>> Start

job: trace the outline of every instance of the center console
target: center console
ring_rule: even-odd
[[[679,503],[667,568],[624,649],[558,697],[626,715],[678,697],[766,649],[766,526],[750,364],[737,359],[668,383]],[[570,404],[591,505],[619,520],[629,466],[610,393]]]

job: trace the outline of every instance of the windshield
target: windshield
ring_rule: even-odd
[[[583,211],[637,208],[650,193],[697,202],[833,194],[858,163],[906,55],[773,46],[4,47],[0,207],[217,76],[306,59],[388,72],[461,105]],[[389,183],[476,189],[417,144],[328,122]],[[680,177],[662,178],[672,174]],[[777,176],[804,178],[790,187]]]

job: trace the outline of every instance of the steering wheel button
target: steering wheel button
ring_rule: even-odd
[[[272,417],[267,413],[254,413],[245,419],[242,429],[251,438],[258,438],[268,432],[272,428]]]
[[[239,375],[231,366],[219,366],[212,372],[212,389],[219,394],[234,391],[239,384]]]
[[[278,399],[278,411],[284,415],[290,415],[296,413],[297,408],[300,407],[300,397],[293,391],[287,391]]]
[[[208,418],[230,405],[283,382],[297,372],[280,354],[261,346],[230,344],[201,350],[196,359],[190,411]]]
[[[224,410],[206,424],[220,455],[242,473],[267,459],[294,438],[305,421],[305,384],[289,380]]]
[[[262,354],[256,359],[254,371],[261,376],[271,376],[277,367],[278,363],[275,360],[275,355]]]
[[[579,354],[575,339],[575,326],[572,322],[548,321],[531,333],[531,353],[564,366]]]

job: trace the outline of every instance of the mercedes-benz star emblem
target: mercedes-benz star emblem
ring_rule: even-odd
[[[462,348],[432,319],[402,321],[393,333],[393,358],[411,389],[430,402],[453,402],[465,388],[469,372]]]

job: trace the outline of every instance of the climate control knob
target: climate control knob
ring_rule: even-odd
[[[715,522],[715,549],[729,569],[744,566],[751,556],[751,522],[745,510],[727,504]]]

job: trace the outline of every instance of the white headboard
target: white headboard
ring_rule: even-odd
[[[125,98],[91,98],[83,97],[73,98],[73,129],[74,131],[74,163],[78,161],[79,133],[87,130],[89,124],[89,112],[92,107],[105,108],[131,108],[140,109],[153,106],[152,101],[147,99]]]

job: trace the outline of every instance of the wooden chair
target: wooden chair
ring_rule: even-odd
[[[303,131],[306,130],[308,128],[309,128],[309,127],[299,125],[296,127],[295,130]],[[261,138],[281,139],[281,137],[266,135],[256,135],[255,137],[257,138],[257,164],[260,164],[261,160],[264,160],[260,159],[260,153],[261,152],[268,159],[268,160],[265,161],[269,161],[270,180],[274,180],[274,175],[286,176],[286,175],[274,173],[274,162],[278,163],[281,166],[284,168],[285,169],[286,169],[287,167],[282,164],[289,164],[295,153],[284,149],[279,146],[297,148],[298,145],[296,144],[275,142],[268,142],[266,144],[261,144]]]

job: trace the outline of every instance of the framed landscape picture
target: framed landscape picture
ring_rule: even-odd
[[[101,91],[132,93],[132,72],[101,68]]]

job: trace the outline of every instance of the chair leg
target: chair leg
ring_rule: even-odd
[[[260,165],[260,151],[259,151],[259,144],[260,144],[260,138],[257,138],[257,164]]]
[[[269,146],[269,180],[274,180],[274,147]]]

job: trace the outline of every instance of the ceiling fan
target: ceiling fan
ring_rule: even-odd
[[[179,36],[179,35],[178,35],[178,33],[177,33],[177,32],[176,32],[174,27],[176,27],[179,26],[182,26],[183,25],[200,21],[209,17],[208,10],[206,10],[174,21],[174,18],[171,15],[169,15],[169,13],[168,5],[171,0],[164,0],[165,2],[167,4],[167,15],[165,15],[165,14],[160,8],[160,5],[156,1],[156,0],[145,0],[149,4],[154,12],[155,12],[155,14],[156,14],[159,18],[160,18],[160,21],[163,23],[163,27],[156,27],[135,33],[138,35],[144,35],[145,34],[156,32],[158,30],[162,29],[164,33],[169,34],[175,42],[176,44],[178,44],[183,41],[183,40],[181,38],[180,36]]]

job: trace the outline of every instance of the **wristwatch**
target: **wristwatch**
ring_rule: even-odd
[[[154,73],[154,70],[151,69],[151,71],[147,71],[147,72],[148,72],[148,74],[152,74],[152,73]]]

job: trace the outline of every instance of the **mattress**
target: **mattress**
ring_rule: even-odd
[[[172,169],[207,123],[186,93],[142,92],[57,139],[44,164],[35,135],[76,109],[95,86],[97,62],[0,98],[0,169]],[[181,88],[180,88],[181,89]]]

>> End

Written request: Give every one of these records again with "trace" changed to "draw" and nothing else altered.

Written solution:
job: draw the outline of every instance of the center console
target: center console
ring_rule: even-odd
[[[679,503],[667,568],[624,649],[558,697],[626,715],[678,697],[766,649],[766,526],[750,364],[737,359],[668,383]],[[570,404],[591,505],[619,520],[629,466],[610,393]]]

job: draw the outline of every instance of the windshield
target: windshield
ring_rule: even-odd
[[[583,211],[637,208],[650,193],[697,202],[833,194],[858,163],[906,55],[773,46],[4,47],[0,207],[217,76],[306,59],[388,72],[461,105]],[[389,183],[476,189],[417,144],[328,122]],[[680,177],[662,178],[672,174]],[[777,176],[804,178],[790,187]]]

job: draw the outline of every instance of the steering wheel button
target: steering wheel button
ring_rule: even-odd
[[[272,417],[267,413],[254,413],[245,419],[242,429],[251,438],[258,438],[268,432],[272,428]]]
[[[239,375],[231,366],[219,366],[212,372],[212,389],[219,394],[234,391],[239,384]]]
[[[278,399],[278,411],[284,415],[290,415],[296,413],[297,408],[300,407],[300,397],[293,391],[287,391]]]
[[[208,418],[230,405],[283,382],[297,372],[280,354],[261,346],[230,344],[201,350],[196,359],[190,411]]]
[[[224,410],[206,424],[220,455],[242,473],[267,459],[294,438],[305,421],[305,384],[289,380]]]
[[[262,354],[256,359],[254,371],[261,376],[271,376],[277,367],[278,363],[275,360],[275,355]]]
[[[579,354],[575,339],[575,326],[572,322],[548,321],[531,333],[531,353],[564,366]]]

job: draw the outline of every instance of the mercedes-benz star emblem
target: mercedes-benz star emblem
ring_rule: even-odd
[[[462,348],[432,319],[402,321],[393,333],[393,358],[411,389],[430,402],[453,402],[465,388],[469,372]]]

job: draw the outline of every instance of the climate control knob
target: climate control knob
ring_rule: even-odd
[[[715,522],[715,549],[729,569],[744,566],[751,556],[751,522],[745,510],[727,504]]]

job: draw the outline of every instance of the white headboard
target: white headboard
ring_rule: even-odd
[[[125,98],[91,98],[83,97],[73,98],[73,129],[74,131],[74,163],[78,161],[79,133],[87,130],[89,124],[89,112],[92,107],[105,108],[131,108],[140,109],[153,106],[152,101],[147,99]]]

job: draw the outline of every instance of the wooden chair
target: wooden chair
ring_rule: even-odd
[[[303,131],[306,130],[308,128],[309,128],[309,127],[299,125],[296,127],[295,130]],[[261,138],[281,139],[281,137],[266,135],[256,135],[255,137],[257,138],[257,164],[260,164],[261,160],[264,160],[260,159],[260,153],[261,152],[268,159],[268,160],[265,161],[269,161],[270,180],[274,180],[274,175],[286,176],[286,175],[274,173],[274,162],[278,163],[281,166],[284,168],[285,169],[286,169],[287,167],[282,164],[289,164],[295,153],[284,149],[279,146],[297,148],[298,145],[296,144],[275,142],[268,142],[266,144],[261,144]]]

job: draw the outline of every instance of the framed landscape picture
target: framed landscape picture
ring_rule: even-odd
[[[101,91],[132,93],[132,72],[101,68]]]

job: draw the outline of every instance of the chair leg
target: chair leg
ring_rule: even-odd
[[[260,165],[260,151],[259,151],[259,144],[260,144],[260,138],[257,138],[257,164]]]
[[[269,146],[269,180],[274,180],[274,147]]]

job: draw the outline of every instance of the ceiling fan
target: ceiling fan
ring_rule: even-odd
[[[179,36],[179,35],[178,35],[178,33],[177,33],[177,32],[176,32],[174,27],[176,27],[179,26],[182,26],[183,25],[200,21],[209,17],[208,10],[206,10],[174,21],[174,18],[171,15],[169,15],[169,13],[168,5],[171,0],[164,0],[165,2],[167,4],[167,15],[165,15],[165,14],[160,8],[160,5],[156,1],[156,0],[145,0],[149,4],[154,12],[155,12],[155,14],[156,14],[159,18],[160,18],[160,21],[163,23],[163,27],[156,27],[135,33],[138,35],[144,35],[145,34],[156,32],[158,30],[162,29],[164,33],[169,34],[175,42],[176,44],[178,44],[183,41],[183,40],[181,38],[180,36]]]

job: draw the outline of every instance of the **wristwatch**
target: **wristwatch**
ring_rule: even-odd
[[[154,73],[154,70],[151,69],[151,71],[147,71],[147,72],[148,72],[148,74],[152,74],[152,73]]]

job: draw the outline of every instance of the **mattress**
target: **mattress**
ring_rule: even-odd
[[[172,169],[207,123],[186,93],[142,92],[57,139],[44,164],[35,135],[76,109],[95,86],[97,62],[0,98],[0,169]],[[181,88],[180,88],[181,89]]]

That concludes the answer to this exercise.